→ **Text**:
——

Syria, Achcar insisted, will be one of the greatest and most important challenges for the next US presidency. He believes that despite setbacks, the Arab Spring that began in Tunis in the very late days of 2010 is bound to reemerge, because it reflects the true will of people who have had enough with economic injustice and poor governance.
Author of two volumes on the Arab Spring printed in 2013 and the spring of this year under the titles of The People Want: a Radical Exploration of the Arab Uprising and Morbid Symptoms: Relapse in the Arab Uprising, Achcar sees Syria through the lens that the old is dead and the new is yet to be born.
This is precisely the point he argues in his two volumes: the old regimes which prompted so much contempt—demonstrated in the squares by the masses—cannot be resurrected no matter the political ploys of their remnants. But the “progressive alternative” is not there yet, “and meanwhile we see the continued struggle within the old, between military and Islamist, and not between the old and the new as some might think.”
Achcar has no doubt in his mind that contrary to the narrative given by Assad and other leaders in countries currently suffering the setback of the Arab Spring, the US was not the one to instigate the massive show of rebellion.
“Those who promote this argument seem determined to overlook the very shocking unfair distribution of wealth in Arab countries,” Achcar said.
He insisted that in Syria with Assad, in Egypt with Hosni Mubarak and even in Libya with Muammar Qaddafi “who had been collaborating with the West since 2003,” the US was taken by surprise and was not sure how to react.
“Actually, the only country that could not have been qualified as a US ally was Syria – although of course the US never treated Syria as an enemy; like Israel, the US was content with a Syrian regime that kept the borders with Israel peaceful and handled the Palestinian resistance in Lebanon,” he said. “Despite the friction with the Bush administration, around Syrian opposition to the occupation of Iraq as well as Syrian alliance with Iran and Hezbollah, the Obama administration had improved its relations with Damascus,” he added.
According to Achcar, the US actually tried to “co-opt the revolution in Syria” in its early days through “the association of the Muslim Brotherhood and Qatar” but it failed, “just as it failed to present the other Arab Spring countries with regimes that could both appease the demands of the masses and still do business with the US.”
Today, Achcar argues that in every Arab Spring country the US remains engaged with regimes that have not bowed to the demands of the masses, beyond “empty slogans and false promises” to meet the “actual demands of redistribution of wealth and developmental policies, and of course democracy.”
According to Achcar, while some try to address their socio-economic woes by pursuing IMF-prescribed reform measures, “this too is part of the old and it does not provide a sustainable shield against a socio-economic explosion.”
However, he argues, the basic political dilemma remains unresolved: the military versus the Islamist, “and now we are actually talking about Sunni Islamist versus Shia Islamist with both Saudi Arabia and Iran at loggerheads.”
According to Achcar, this is why the situation is still unsettled “and will remain as such as long as no new breakthrough manages to finally finish the old and introduce the new; we will see a lot more upheaval and it could take several more years or a few decades but the old has to go completely and the new has yet to be born.”
This elimination of the old and the birth of the new are indispensable but not inevitable, argued Achcar. Short of this indispensable radical change, the region will keep suffering from instability and violence.

——

Dataset items
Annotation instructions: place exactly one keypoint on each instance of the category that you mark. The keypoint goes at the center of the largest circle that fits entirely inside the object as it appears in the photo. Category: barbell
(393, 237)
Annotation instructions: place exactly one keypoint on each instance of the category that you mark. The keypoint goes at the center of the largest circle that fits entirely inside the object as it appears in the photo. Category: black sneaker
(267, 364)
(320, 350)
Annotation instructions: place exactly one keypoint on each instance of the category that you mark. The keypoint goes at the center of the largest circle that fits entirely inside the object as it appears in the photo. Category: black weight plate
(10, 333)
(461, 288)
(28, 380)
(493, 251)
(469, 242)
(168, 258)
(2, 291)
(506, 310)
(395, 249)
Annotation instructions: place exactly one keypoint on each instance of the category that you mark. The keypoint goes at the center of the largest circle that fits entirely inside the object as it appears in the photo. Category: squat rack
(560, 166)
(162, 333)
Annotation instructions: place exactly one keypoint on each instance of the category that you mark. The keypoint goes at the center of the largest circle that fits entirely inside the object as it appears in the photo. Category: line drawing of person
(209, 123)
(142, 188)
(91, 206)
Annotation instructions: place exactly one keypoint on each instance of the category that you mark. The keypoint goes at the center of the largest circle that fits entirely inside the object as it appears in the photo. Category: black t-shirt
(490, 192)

——

→ **Task**: In the text about Achcar's views on the Arab Spring, where and when did the Arab Spring begin? The dataset items are separate material and have no connection to the text about Achcar.

→ **The completed task**: In Tunis, in the very late days of 2010.